Testo di partenza:
EFFETTO BREXIT
PER CERCARE DI CAPIRE LO SPIRITO EMBRIONALE DEL REFERENDUM INGLESE BISOGNA ANDARE ALLA FONTE, CIOÈ AL TAMIGI: GQ HA SEGUITO IL SUO CORSO, NEL 130ESIMO ANNIVERSARIO DI TRE UOMINI IN BARCA
Alla fine, dalla scogliera di Reculver che si affaccia in modo solenne sul Mare del Nord, è arrivata come una sferzata di vento invernale la conferma che il fiume trasporta il dramma e l’enigma della nazione. Perché il Tamigi è ancora oggi il fiume della nazione e qui, sulla sponda settentrionale del Kent, nel punto estremo dell’immenso estuario, è dove tutto converge e precipita, tutto si tiene e si complica: da questo sbalzo – a ridosso delle rovine del forte romano e dei monconi pencolanti della chiesa di Santa Maria, costruita dai monaci di Canterbury e devastata dai vichinghi – ti chiedi se, dove muore il Tamigi, sia l’inizio o la fine della storia, la soglia o il limite, l’apertura al mondo oppure l’ingresso all’inghilterra. E viene da pensare al Tevere, imperiale anche lui e anche lui fiumiciattolo rispetto ai mostri della geografia planetaria, solo una cinquantina di chilometri più lungo del Tamigi: non è forse un caso che i legionari abbiano consegnato il testimone in modo così simbolico, lasciando un segno qui di fronte al continente – quasi un auspicio all’isola di farne parte – e poi al principio, cioè proprio vicino alle sorgenti del Tamigi nella regione dei
monti Cotswolds, nel Gloucestershire, fondando con tanto di anfiteatro da ottomila posti a sedere ciò che è oggi Cirencester, pieno cuore di quell’inghilterra fiera della propria diversità e che ostenta la siderale ed esistenziale distanza dall’europa. Ecco perché per cercare di capire dove nasce lo spirito embrionale della Brexit bisogna andare alla fonte, cioè al Tamigi, che secondo John Burns, uno dei capi del grande sciopero dei portuali londinesi del 1889, «non è un fiume, ma Storia fatta d’acqua».
« Liquid history », lo dice anche l’oste del Thames Head, pub a mezzo miglio dalla pozza dove nasce il fiume: «Racconta chi siamo. Custodisce i nostri miti, le nostre paranoie e i nostri segreti». Compreso quello scandaloso di due milioni e passa di anni fa, quando la Manica non esisteva e il Tamigi si buttava nel Reno. Anche la geologia diventa arma politica nel drammone Brexit. Lo scopriamo subito, la sera dell’inizio del viaggio a Trewsbury Mead, il pianoro da cui il Tamigi prende a gattonare verso est. Una madre e un figlio camminano lungo il sentiero, il labrador sguazza felice nelle sacre acque, e loro, dopo un silenzio pieno d’angoscia, confessano la piccola guerra civile familiare: lei ha votato leave, lui remain, stavano quasi per non fare il Natale insieme, non fosse stato per la morosa di lui che la pensa come la suocera. «Il suo nazionalismo è fuori dal mondo, i vecchi ci stanno fottendo il futuro», dice il ragazzo. La madre lo guarda negli occhi: «Te lo ripeto Steve, non abbiamo mai votato per entrare in Europa, non ce l’hanno mai chiesto. Hanno calpestato la democrazia. Siamo diversi, noi, siamo su un’isola e siamo gente che non accetta che tipi – che ne so – del Lussemburgo vengano a dare ordini e a sputtanare le nostre tasse… Questo fiume ora è europeo, ma tra poco ce lo riprendiamo e, vedrai, tornerà a cantare solo per noi».

Voci di dati:

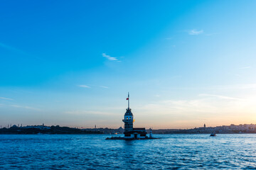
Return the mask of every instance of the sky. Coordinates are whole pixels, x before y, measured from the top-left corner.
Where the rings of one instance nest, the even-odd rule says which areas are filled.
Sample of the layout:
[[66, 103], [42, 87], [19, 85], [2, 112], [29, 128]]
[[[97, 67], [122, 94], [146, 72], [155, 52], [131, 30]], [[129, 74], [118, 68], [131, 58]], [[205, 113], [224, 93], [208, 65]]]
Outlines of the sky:
[[0, 1], [0, 125], [256, 123], [255, 1]]

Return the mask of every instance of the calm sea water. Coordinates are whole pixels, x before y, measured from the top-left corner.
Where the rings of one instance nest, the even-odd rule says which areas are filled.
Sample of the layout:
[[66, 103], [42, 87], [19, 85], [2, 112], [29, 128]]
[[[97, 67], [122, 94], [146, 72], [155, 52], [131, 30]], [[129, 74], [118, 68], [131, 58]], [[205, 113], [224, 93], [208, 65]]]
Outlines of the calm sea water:
[[256, 169], [256, 135], [0, 135], [0, 169]]

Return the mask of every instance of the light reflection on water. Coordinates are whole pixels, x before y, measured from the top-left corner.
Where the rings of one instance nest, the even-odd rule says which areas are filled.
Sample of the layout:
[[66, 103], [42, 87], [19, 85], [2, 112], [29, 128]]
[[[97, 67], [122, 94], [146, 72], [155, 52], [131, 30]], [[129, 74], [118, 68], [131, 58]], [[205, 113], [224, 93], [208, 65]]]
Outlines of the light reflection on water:
[[256, 134], [154, 136], [0, 135], [0, 169], [256, 169]]

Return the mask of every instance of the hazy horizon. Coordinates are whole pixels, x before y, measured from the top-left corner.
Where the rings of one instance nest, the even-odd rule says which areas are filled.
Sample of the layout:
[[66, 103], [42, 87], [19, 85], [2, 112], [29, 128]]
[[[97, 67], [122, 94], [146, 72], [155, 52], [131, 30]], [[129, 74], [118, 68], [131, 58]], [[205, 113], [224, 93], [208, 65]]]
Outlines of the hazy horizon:
[[2, 1], [0, 125], [256, 123], [255, 1]]

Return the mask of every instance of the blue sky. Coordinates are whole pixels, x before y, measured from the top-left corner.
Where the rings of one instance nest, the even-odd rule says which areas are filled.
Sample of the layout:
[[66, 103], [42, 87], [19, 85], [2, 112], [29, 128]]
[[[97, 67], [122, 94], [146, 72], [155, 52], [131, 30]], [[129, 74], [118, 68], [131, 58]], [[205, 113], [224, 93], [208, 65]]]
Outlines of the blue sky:
[[255, 1], [1, 1], [0, 125], [256, 123]]

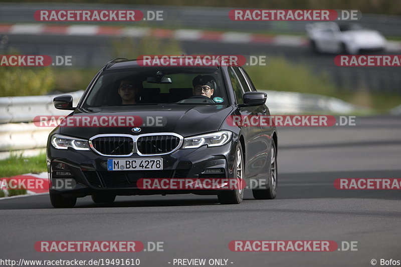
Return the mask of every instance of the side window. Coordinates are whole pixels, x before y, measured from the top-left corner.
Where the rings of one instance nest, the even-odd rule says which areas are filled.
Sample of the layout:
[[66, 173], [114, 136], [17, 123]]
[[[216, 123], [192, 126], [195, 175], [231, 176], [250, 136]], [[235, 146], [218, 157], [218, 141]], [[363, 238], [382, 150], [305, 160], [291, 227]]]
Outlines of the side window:
[[244, 77], [245, 77], [245, 80], [246, 80], [248, 82], [248, 84], [251, 87], [251, 91], [256, 91], [256, 89], [255, 88], [254, 83], [252, 82], [251, 78], [249, 78], [249, 75], [248, 75], [248, 73], [247, 73], [247, 72], [245, 71], [245, 70], [244, 69], [241, 69], [240, 70], [241, 71], [242, 74], [244, 74]]
[[245, 91], [245, 93], [247, 92], [251, 92], [251, 88], [249, 88], [248, 83], [247, 83], [246, 81], [245, 81], [244, 76], [243, 76], [242, 73], [240, 71], [240, 68], [238, 67], [233, 67], [233, 69], [234, 69], [234, 71], [237, 74], [237, 76], [240, 79], [240, 82], [241, 82], [241, 84], [242, 85], [242, 88], [244, 88], [244, 91]]
[[237, 78], [232, 68], [229, 68], [229, 76], [230, 80], [231, 81], [231, 85], [235, 93], [235, 97], [237, 99], [237, 104], [244, 104], [244, 90], [241, 87], [240, 81]]

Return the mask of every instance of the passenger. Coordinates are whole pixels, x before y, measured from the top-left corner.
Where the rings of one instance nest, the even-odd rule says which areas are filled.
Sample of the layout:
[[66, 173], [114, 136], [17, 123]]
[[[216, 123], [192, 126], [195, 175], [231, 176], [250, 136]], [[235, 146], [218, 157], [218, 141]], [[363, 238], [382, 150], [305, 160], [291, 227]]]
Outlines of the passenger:
[[121, 104], [137, 104], [138, 93], [141, 88], [142, 85], [140, 83], [135, 82], [133, 80], [122, 80], [118, 88], [118, 94], [121, 98]]
[[213, 76], [198, 75], [192, 81], [193, 86], [192, 94], [196, 96], [204, 96], [209, 98], [213, 95], [216, 88], [216, 82]]

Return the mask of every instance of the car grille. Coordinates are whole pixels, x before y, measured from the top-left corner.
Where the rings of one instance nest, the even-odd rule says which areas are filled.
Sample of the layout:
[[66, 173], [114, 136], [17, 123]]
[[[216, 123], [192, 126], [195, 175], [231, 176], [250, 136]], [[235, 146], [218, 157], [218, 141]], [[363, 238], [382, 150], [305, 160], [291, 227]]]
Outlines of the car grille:
[[[189, 170], [135, 171], [83, 171], [90, 185], [97, 188], [136, 188], [136, 182], [143, 178], [185, 178]], [[102, 185], [102, 184], [104, 185]]]
[[93, 147], [104, 155], [122, 156], [131, 154], [134, 141], [126, 136], [103, 136], [92, 140]]
[[174, 135], [151, 135], [138, 138], [138, 151], [143, 155], [169, 153], [179, 144], [179, 138]]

Istruzioni:
A – Elenca tutti i fiumi nominati nell'articolo sul Tamigi e la Brexit.
B – Prosegui l'articolo sul Tamigi e la Brexit a partire dall'ultima frase della madre.

Risposte ai compiti:
A – Tamigi, Tevere, Reno

B –
Fino a Londra scorre per un centinaio di miglia in un tempo che sembra congelato nella leggenda, è il fiume mitico-letterario, fiabesco e pittoresco, quello cantato da poeti e scrittori nel Cinquecento e Seicento, Edmund Spenser, Thomas Warton, Alexander Pope. Procede lieve attraverso paesaggi arcadici pre-industriali, solca la campagna inglese che ti sorprendi sia proprio così come te l’immaginavi che fosse, salici, canneti, cigni, ponticelli di pietra, villaggi di pietra inselvatichiti il giusto, con quel sofisticato senso inglese per la promiscuità tra casa e natura. E poi cottage di pietra grigia e bionda con i tetti in ardesia o di paglia, muretti a secco e siepi a delimitare pascoli di mucche e pecore. Lungo il Thames Path, il “tratturo” che bordeggia il Tamigi fino a Londra – oggi la megalopoli che detta le regole alla modernità globale – gli inglesi sembrano camminare dentro un acquerello, da soli o in coppia, senza fretta e senza iphone, con scarpe in cuoio e vestiti come ai tempi di Charles Dickens o di Jerome K. Jerome, quello di Tre uomini in barca (per non parlar del cane), gustandosi il loro essere tradizionali ed eccentrici, radicati nella realtà ma fieramente antimoderni, infischiandosene delle chiacchiere della gente del mondo, soprattutto se europea.
Eppure solo quarant’anni fa era morto, il fiume. Il museo di Storia naturale scrisse l’epitaffio: «Non
MARTIN KINCH, AGRICOLTORE «QUI L’AGRICOLTURA STA MORENDO A CAUSA DI BRUXELLES E DEI SUPERMERCATI»
c’è più ossigeno». Il Parlamento bocciò la proposta di un finanziamento «perché nel Tamigi non c’è alcun segno di vita», come disse un membro della Camera dei Lord. Ora a Londra arrivano le foche e le lontre, addirittura le balene beluga imboccano, magari per sbaglio, l’estuario. Sono ricomparse 130 specie di pesci, erano duecento anni che i salmoni non saltavano le 45 chiuse per deporre le uova a Cricklade. Martin pescatori, aironi, germani reali e oche canadesi si contendono i canneti; i cigni muti del Tamigi (di proprietà reale per decreto di Enrico VIII), quando decollano in stormo, spostano l’aria come i bimotori della Raf. «È successo per via della chiusura delle industrie nelle Midlands, ma anche grazie ai fondi dell’unione europea», dice Stuart Ballard, tecnico ambientale impegnato in vari progetti lungo il fiume tra Gloucestershire e Oxfordshire: «Il ripopolamento è stato finanziato quasi interamente da Bruxelles, era stato da poco approvato un piano da 24 milioni di euro per il monitoraggio della biodiversità del Tamigi, metà stanziati dall’unione europea. Ma ora con la Brexit rischia di saltare tutto. Temo che, in assenza delle rigide regole ambientali europee, il fiume simbolo dell’identità inglese diventerà preda di speculazioni selvagge».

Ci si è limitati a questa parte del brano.